## BEGIN Extracted records

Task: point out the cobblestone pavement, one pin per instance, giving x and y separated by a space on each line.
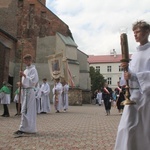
81 128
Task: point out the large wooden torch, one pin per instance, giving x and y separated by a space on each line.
125 58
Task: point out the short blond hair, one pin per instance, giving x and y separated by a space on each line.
142 25
27 57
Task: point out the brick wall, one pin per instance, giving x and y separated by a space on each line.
29 19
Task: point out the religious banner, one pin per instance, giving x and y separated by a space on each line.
68 76
55 65
58 66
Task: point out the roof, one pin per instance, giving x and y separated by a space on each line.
67 40
104 58
8 35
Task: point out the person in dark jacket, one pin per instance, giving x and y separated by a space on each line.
107 97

## END Extracted records

- _Goal_
Could you reproduce, word for word, the lines of the material from the one containing "Task: point out the brick" through the last line of the material, including both ends and nothing else?

- _Written answer_
Task: point out the brick wall, one pin per instance, giving x and y separated by a space on each line.
29 19
Task: point out the religious banner, one pin per instance, giving x and y separated by a space on each line.
68 76
55 65
58 66
Task: point out the roof, one pin per instance, giving x and y separated by a space on each line.
67 40
104 58
8 35
Task: point out the person in dark jacket, one pin per instance, giving x and y separated by a space on each line.
107 97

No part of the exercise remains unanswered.